■ **Kutipan Halaman**
■ ■ ■ ■ ■

Ilustrasi (Foto: Net)

JAKARTA, Eranasional.com – Ahli epidemiologi dari Griffith University, Dicky Budiman menyebut dunia, termasuk Indonesia berisiko mengalami hiperendemi (hyperendemic) COVID-19. Fenomena ini memunculkan kemungkinan kasus COVID-19 akan naik lagi, utamanya jika tidak tahan melalui penerapan protokol kesehatan (prokes) dan akselerasi vaksin hingga dosis ketiga (booster).

Untuk diketahui, hiperendemi merupakan kondisi saat suatu penyakit muncul terus-menerus di wilayah geografis dan dalam intensitas yang lebih tinggi dibanding endemi.

“Kemungkinan COVID-19 akan naik lagi, ya mungkin. Ada kecenderungannya selain masih belum terkendali, sekarang ke arah hiperendemi. Dan ini yang terjadi di dunia, yang artinya tentu akan bisa terjadi dan berdampak ke Indonesia,” kata Dicky, Jumat (6/1/2023).

Dicky menuturkan, hiperendemi mungkin terjadi menyusul fakta bahwa wabah SARS CoV-2 sulit diatasi jika hanya bergantung pada penerapan prokes sebagai upaya, seperti 3T, 5M, dan lain-lain.

Faktor lain yang membuat virus mudah bermutasi adalah biologis dari virus yang makin menentukan seberapa cepat ia mampu bermutasi.

Mutasi varian baru ini kemudian lebih menginfeksi dan menimbulkan kesakitan. Bahkan, mampu menembus antibodi jika akselerasi vaksinasi masih begitu rendah. Beberapa varian baru, kata Dicky, sudah mampu menyebabkan permasalahan jangka panjang di dalam tubuh.

■ ■ ■ ■ ■

■ **Data Tersedia**
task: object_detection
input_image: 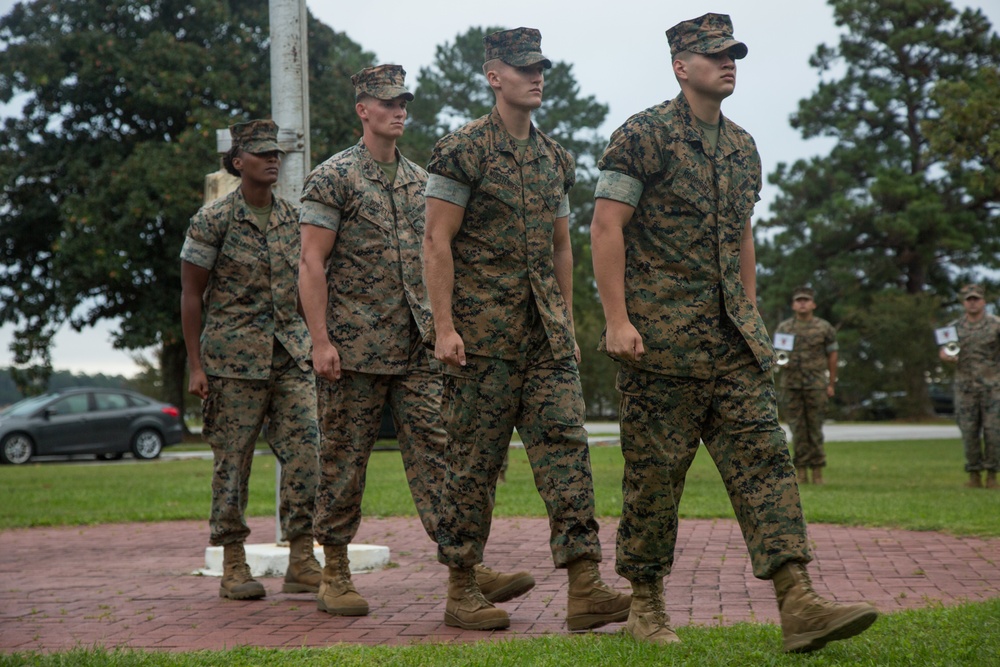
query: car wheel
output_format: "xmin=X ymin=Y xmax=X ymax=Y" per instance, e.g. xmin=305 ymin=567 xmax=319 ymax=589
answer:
xmin=132 ymin=428 xmax=163 ymax=459
xmin=0 ymin=433 xmax=35 ymax=465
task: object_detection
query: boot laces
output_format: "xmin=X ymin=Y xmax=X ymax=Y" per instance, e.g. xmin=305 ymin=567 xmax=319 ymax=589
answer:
xmin=337 ymin=558 xmax=358 ymax=593
xmin=465 ymin=577 xmax=492 ymax=607
xmin=233 ymin=562 xmax=253 ymax=583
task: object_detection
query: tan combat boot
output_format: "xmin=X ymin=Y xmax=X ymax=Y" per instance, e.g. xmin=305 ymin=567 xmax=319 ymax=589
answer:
xmin=772 ymin=562 xmax=878 ymax=653
xmin=566 ymin=558 xmax=632 ymax=632
xmin=316 ymin=544 xmax=368 ymax=616
xmin=472 ymin=563 xmax=535 ymax=604
xmin=281 ymin=534 xmax=323 ymax=593
xmin=444 ymin=567 xmax=510 ymax=630
xmin=219 ymin=542 xmax=267 ymax=600
xmin=625 ymin=579 xmax=681 ymax=644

■ ■ ■ ■ ■

■ **Tugas Anda**
• 1. Tuliskan kembali bagian dari artikel tentang hiperendemi COVID-19 tanpa perubahan sedikit pun. Mulailah pada kata-kata yang memuat "Ilustrasi (Foto: Net)" dan berhentilah setelah "Dicky, Jumat (6/1/2023).".
• 2. Teruskan artikel tentang risiko hiperendemi COVID-19 mulai setelah kalimat terakhir yang tercantum.

■ **Hasil Setiap Tugas**
• 1.
Ilustrasi (Foto: Net)

JAKARTA, Eranasional.com – Ahli epidemiologi dari Griffith University, Dicky Budiman menyebut dunia, termasuk Indonesia berisiko mengalami hiperendemi (hyperendemic) COVID-19. Fenomena ini memunculkan kemungkinan kasus COVID-19 akan naik lagi, utamanya jika tidak tahan melalui penerapan protokol kesehatan (prokes) dan akselerasi vaksin hingga dosis ketiga (booster).

Untuk diketahui, hiperendemi merupakan kondisi saat suatu penyakit muncul terus-menerus di wilayah geografis dan dalam intensitas yang lebih tinggi dibanding endemi.

“Kemungkinan COVID-19 akan naik lagi, ya mungkin. Ada kecenderungannya selain masih belum terkendali, sekarang ke arah hiperendemi. Dan ini yang terjadi di dunia, yang artinya tentu akan bisa terjadi dan berdampak ke Indonesia,” kata Dicky, Jumat (6/1/2023).

• 2.
“Saat ini XBB sudah jauh lebih ke arah penyakit yang membawa permasalahan jangka panjang, infeksi kronik, kerusakan organ, menurunkan imunitas. Tantangannya jadi lebih kompleks,” tuturnya.

“Jadi bukan hanya masalah kematian keparahan, tetapi pola hiperendemi saat ini kecenderungannya akan terjadi kasus infeksi yang tinggi. Tidak bisa diprediksi tapi tinggi. Karena itu, akselerasi vaksinasi harus terus digencarkan,” sambung Dicky.

Hingga Kamis (5/1/2023) pukul 18.14 WIB, baru 174.825.069 atau 74,50 persen rakyat Indonesia yang mendapat vaksinasi dosis kedua. Sementara itu, masyarakat yang sudah disuntik vaksin dosis ketiga atau penguat (booster) mencapai 68.695.826 atau 29,27 persen.

Dicky pun menyarankan agar masyarakat tetap menerapkan pola hidup bersih dan sehat (PHBS) dan protokol-protokol kesehatan. Menurut dia, lebih baik mencegah dari pada mengobati.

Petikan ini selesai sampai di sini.